» ASSIGNMENT:
The entries are to be repeated in full, without any change.
*** Opening PROVIDED RECORDS ***
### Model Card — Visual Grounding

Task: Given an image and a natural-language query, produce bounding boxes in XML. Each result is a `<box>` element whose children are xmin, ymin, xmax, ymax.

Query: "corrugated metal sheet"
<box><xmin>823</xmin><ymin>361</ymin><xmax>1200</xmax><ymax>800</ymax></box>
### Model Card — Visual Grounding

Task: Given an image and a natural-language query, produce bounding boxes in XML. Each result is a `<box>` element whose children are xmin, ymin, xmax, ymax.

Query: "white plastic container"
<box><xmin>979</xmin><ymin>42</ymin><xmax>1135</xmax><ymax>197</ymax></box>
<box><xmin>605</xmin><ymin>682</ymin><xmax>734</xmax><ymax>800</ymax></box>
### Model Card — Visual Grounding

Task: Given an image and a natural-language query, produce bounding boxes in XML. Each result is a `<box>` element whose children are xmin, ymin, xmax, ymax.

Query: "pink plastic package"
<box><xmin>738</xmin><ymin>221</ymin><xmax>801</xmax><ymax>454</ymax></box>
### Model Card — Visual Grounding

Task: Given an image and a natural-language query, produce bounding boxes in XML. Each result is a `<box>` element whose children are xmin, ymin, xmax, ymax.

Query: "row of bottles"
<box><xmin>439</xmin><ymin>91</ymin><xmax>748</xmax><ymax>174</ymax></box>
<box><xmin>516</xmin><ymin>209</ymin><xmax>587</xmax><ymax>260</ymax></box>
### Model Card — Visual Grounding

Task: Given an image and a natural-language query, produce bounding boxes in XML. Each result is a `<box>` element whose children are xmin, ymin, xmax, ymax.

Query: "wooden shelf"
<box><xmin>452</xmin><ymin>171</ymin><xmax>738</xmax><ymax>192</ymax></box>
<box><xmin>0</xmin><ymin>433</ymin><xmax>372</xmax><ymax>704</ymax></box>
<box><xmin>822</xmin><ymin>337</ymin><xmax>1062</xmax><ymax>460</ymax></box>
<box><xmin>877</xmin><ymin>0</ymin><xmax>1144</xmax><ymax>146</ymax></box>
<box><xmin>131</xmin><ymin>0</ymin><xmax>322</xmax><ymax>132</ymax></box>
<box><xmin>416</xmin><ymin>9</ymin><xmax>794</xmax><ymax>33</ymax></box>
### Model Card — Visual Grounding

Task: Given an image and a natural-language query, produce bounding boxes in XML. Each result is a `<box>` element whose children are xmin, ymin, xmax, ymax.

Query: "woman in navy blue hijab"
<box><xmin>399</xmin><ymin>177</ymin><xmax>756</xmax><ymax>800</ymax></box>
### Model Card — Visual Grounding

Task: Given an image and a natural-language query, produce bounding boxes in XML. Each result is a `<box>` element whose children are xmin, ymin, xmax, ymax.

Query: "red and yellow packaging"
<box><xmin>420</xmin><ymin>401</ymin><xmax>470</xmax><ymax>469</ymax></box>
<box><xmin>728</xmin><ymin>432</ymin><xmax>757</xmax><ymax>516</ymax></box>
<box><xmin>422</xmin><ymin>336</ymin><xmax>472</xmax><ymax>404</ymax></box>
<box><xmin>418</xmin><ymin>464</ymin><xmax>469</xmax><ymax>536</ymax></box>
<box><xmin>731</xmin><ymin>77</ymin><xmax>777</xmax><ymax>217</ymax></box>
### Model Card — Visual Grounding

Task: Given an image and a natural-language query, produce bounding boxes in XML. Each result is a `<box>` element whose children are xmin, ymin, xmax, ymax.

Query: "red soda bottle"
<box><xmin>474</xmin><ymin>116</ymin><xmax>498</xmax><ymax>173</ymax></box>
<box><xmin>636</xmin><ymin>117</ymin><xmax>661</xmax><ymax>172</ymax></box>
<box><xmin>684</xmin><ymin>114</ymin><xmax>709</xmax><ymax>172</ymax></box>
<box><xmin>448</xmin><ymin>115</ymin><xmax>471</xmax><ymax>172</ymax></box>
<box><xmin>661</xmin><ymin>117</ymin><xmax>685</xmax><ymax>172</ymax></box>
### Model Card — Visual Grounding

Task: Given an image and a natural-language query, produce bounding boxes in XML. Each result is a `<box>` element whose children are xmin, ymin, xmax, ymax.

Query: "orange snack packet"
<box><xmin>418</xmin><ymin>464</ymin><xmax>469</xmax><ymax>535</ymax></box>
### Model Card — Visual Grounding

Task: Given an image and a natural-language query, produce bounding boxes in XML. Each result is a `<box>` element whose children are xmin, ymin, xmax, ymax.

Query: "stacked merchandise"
*** Closing PROVIDED RECORDS ***
» ANSWER BELOW:
### Model Card — Visual Grounding

Task: Given an image and a natural-language query, produce bounding boxes in XML. Each result is a `<box>` element whose children are xmin, ymin, xmax, ymax.

Query: "corrugated metal sheet"
<box><xmin>823</xmin><ymin>361</ymin><xmax>1200</xmax><ymax>800</ymax></box>
### Model Card — Visual Grounding

Task: Given an image and a natural-language query, produce bounding boxes in XML. Each result is a `<box>` element whose children are xmin, ymin, xmax, ymax.

Query: "white plastic container"
<box><xmin>979</xmin><ymin>42</ymin><xmax>1135</xmax><ymax>197</ymax></box>
<box><xmin>605</xmin><ymin>682</ymin><xmax>734</xmax><ymax>800</ymax></box>
### Model Card — Visual Grounding

Task: Given an image and a natural-language query, produce bounding boxes in XML. Each result is a `<box>` element whose children are xmin, ymin, xmax, ymax.

Query: "pink plastic package"
<box><xmin>738</xmin><ymin>221</ymin><xmax>801</xmax><ymax>454</ymax></box>
### Model Card — Visual Grounding

Task: Given an image and a natural-language query, produce bounding boxes in XML. Each result is a `<box>` element whose children are xmin, ymin, xmax, ymax.

Query: "row of bottles"
<box><xmin>439</xmin><ymin>91</ymin><xmax>748</xmax><ymax>174</ymax></box>
<box><xmin>516</xmin><ymin>209</ymin><xmax>587</xmax><ymax>260</ymax></box>
### Model Card — Visual Grounding

Task: Given an image and a natural-language query, produce bounding boxes in XML. Each result is a `<box>` element whose children are xmin, ymin, xmax, ymax.

Query: "wooden shelf"
<box><xmin>452</xmin><ymin>171</ymin><xmax>738</xmax><ymax>192</ymax></box>
<box><xmin>0</xmin><ymin>433</ymin><xmax>372</xmax><ymax>704</ymax></box>
<box><xmin>822</xmin><ymin>337</ymin><xmax>1062</xmax><ymax>460</ymax></box>
<box><xmin>877</xmin><ymin>0</ymin><xmax>1144</xmax><ymax>146</ymax></box>
<box><xmin>131</xmin><ymin>0</ymin><xmax>322</xmax><ymax>132</ymax></box>
<box><xmin>416</xmin><ymin>9</ymin><xmax>794</xmax><ymax>33</ymax></box>
### Model Card — Visual Grounding

Task: Given an image and a natural-language query, produce bounding boxes in XML. Each result is a `<box>` element whose children are xmin, ymin, xmax, ymax.

Query: "woman in navy blue hijab"
<box><xmin>399</xmin><ymin>177</ymin><xmax>756</xmax><ymax>800</ymax></box>
### Model Card — Visual Grounding

Task: Given an image and a natural-language query, produce bounding boxes in XML. Each result is a `<box>` element whose children are xmin, ymin, xmax, ymax.

Query: "red and yellow packaging"
<box><xmin>420</xmin><ymin>401</ymin><xmax>470</xmax><ymax>469</ymax></box>
<box><xmin>728</xmin><ymin>432</ymin><xmax>757</xmax><ymax>516</ymax></box>
<box><xmin>422</xmin><ymin>336</ymin><xmax>472</xmax><ymax>404</ymax></box>
<box><xmin>418</xmin><ymin>464</ymin><xmax>469</xmax><ymax>536</ymax></box>
<box><xmin>731</xmin><ymin>77</ymin><xmax>777</xmax><ymax>217</ymax></box>
### Model Card — Visual Grounding

Task: Given an image and a natural-language query, produce bounding boxes in XML. Each result is a `<box>` element whose children are xmin, ymin, xmax, ymax.

Query: "red soda bottle"
<box><xmin>474</xmin><ymin>116</ymin><xmax>498</xmax><ymax>173</ymax></box>
<box><xmin>636</xmin><ymin>117</ymin><xmax>661</xmax><ymax>172</ymax></box>
<box><xmin>684</xmin><ymin>114</ymin><xmax>709</xmax><ymax>172</ymax></box>
<box><xmin>448</xmin><ymin>115</ymin><xmax>471</xmax><ymax>172</ymax></box>
<box><xmin>661</xmin><ymin>117</ymin><xmax>685</xmax><ymax>172</ymax></box>
### Model Card — Visual Grounding

Task: Given an image and a natural-language query, produce bounding boxes in XML. Each result is a `<box>` element whose children are xmin, ymin, xmax, ymax.

Query: "orange snack packet"
<box><xmin>418</xmin><ymin>464</ymin><xmax>469</xmax><ymax>535</ymax></box>
### Model Card — Visual Grounding

Task: Given an image and a natural-language query, produce bounding boxes in XML. Each result is a `<box>` element whose children are xmin, ymin, xmax, ymax.

Query: "stacked merchandise"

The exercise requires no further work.